━━ RECORDED INFORMATION ━━

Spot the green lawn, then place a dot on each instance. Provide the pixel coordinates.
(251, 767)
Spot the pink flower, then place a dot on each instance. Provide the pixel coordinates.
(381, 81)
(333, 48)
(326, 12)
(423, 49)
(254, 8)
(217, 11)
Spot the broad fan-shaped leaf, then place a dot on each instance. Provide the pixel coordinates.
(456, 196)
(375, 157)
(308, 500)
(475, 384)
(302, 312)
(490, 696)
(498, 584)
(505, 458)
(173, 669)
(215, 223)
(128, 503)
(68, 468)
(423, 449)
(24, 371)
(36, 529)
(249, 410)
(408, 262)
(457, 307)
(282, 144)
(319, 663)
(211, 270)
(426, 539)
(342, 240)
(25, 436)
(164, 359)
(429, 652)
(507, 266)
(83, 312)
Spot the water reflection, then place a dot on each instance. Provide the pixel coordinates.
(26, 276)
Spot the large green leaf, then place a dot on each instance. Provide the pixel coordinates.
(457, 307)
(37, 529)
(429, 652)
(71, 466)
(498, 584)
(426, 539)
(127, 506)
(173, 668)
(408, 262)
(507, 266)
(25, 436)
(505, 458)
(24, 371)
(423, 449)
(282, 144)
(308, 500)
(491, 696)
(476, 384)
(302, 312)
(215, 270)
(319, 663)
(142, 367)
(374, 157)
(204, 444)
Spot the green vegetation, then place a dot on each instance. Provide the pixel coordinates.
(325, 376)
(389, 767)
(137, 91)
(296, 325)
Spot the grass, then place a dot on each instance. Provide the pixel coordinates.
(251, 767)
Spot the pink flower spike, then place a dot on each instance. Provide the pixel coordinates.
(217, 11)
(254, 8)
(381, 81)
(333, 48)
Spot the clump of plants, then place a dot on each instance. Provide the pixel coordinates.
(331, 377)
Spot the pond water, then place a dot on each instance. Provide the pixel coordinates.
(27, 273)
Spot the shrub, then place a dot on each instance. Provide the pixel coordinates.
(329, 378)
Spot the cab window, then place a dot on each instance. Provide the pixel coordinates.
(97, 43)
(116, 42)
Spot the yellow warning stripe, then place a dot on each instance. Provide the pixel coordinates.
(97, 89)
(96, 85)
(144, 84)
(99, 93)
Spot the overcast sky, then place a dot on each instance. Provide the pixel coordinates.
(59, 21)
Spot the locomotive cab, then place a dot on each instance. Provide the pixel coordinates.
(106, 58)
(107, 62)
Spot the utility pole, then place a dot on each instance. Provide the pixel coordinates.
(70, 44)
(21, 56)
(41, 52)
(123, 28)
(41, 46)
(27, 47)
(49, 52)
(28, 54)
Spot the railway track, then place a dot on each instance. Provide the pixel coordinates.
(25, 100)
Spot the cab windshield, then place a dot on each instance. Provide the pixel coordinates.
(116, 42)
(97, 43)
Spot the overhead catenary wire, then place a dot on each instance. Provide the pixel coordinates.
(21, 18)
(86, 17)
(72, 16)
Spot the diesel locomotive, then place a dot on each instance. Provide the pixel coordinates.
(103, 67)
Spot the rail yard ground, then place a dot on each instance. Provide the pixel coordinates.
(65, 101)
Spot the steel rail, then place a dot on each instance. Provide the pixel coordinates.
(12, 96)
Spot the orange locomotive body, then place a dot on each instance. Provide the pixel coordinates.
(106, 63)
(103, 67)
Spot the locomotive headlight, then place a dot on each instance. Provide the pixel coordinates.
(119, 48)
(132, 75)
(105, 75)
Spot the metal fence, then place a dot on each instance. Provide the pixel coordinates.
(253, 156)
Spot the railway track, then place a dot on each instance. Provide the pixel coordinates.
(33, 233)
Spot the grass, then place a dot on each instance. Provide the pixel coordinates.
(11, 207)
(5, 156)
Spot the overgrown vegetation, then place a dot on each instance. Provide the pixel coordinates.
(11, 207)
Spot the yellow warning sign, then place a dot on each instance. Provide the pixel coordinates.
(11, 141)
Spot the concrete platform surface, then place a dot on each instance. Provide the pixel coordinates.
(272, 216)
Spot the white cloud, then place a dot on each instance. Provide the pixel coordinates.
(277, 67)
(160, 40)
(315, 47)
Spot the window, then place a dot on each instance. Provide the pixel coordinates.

━━━

● **THE TASK**: Output every record above exactly as it appears.

● **EXPECTED ANSWER**:
Spot the green lawn, then place a dot on each instance. Provide the pixel coordinates.
(251, 767)
Spot the pink flower, then place a dot on each instance. Provide the pixel coordinates.
(381, 81)
(333, 48)
(326, 12)
(423, 49)
(254, 8)
(217, 11)
Spot the broad fan-shaped leaf, then place a dot on each instance. Provide the pixel coordinates.
(456, 196)
(375, 157)
(308, 500)
(475, 384)
(302, 312)
(490, 696)
(498, 584)
(505, 458)
(173, 669)
(215, 223)
(128, 503)
(68, 468)
(423, 449)
(24, 371)
(36, 529)
(249, 410)
(408, 262)
(457, 307)
(282, 144)
(319, 663)
(211, 270)
(426, 539)
(342, 240)
(25, 436)
(164, 359)
(429, 652)
(507, 266)
(83, 312)
Spot the water reflection, then place a dot on each instance. Provide the pixel coordinates.
(26, 276)
Spot the large green leaf, then place a dot on each instance. Provide the pixel coordinates.
(457, 307)
(37, 529)
(429, 652)
(71, 466)
(498, 584)
(426, 539)
(127, 506)
(173, 668)
(408, 262)
(507, 266)
(25, 436)
(505, 458)
(24, 371)
(423, 449)
(282, 144)
(308, 500)
(491, 696)
(476, 384)
(302, 312)
(215, 270)
(319, 663)
(142, 367)
(374, 157)
(204, 444)
Spot the green vegetation, then place a dot on each instance. Provide the pixel coordinates.
(325, 376)
(389, 767)
(137, 91)
(296, 325)
Spot the grass, then place a dot on each instance. Provide the pixel coordinates.
(251, 767)
Spot the pink flower spike, then place a dot on each instance. Provide the pixel coordinates.
(217, 11)
(254, 8)
(381, 81)
(333, 48)
Spot the clump of plants, then place a dot on each instance. Provide the pixel coordinates.
(331, 377)
Spot the pond water, then place a dot on each instance. Provide the pixel coordinates.
(27, 273)
Spot the shrub, then place a dot on each instance. Provide the pixel coordinates.
(329, 378)
Spot the cab window, then place a dot on each instance. Provide the pixel coordinates.
(97, 43)
(116, 42)
Spot the yellow warning stripe, then place a dot on each instance. Provide the pixel coordinates.
(97, 89)
(96, 85)
(144, 84)
(99, 93)
Spot the overcast sky, then place a dot on each instance. Provide the pixel coordinates.
(59, 21)
Spot the locomotive cab, then place a dot on each instance. Provide the pixel coordinates.
(106, 58)
(107, 62)
Spot the utility pole, then place a dot on each instance. Provide the pixel coordinates.
(70, 44)
(21, 56)
(41, 52)
(123, 28)
(41, 46)
(27, 47)
(49, 52)
(28, 54)
Spot the railway track, then place a dot on each instance. Provide the pixel coordinates.
(25, 100)
Spot the cab windshield, then place a dot on each instance. Provide the pixel coordinates.
(116, 42)
(97, 43)
Spot the overhead catenary wire, then place a dot on each instance. Provide the pixel coordinates.
(21, 18)
(86, 17)
(72, 16)
Spot the diesel locomotive, then place a dot on each instance. Provide the pixel coordinates.
(103, 67)
Spot the rail yard ground, then place a dot on each instance. Provide the pixel coordinates.
(65, 101)
Spot the steel rail, then place a dot on each instance. Provide the pixel coordinates.
(12, 96)
Spot the orange locomotive body, then place a dot on each instance. Provide the pixel coordinates.
(106, 63)
(103, 67)
Spot the locomotive headlight, then place a dot on each instance. Provide the pixel coordinates.
(119, 48)
(132, 75)
(105, 75)
Spot the metal fence, then place a dot on each instance. Provide the pixel coordinates.
(253, 156)
Spot the railway track, then place a dot on each instance. Provide the pixel coordinates.
(33, 233)
Spot the grass, then place a dot on each instance. Provide the pixel coordinates.
(11, 207)
(5, 156)
Spot the overgrown vegetation, then place a dot on each instance. Provide the pixel coordinates.
(11, 207)
Spot the yellow warning sign, then place a dot on each instance. Provide the pixel coordinates.
(11, 141)
Spot the concrete platform surface, then place a dot on each instance. Provide the pixel coordinates.
(272, 216)
Spot the white cloud, then place a dot on each instance. Provide the pixel coordinates.
(277, 67)
(160, 40)
(315, 47)
Spot the window, then place a dot on each instance. Provide the pixel coordinates.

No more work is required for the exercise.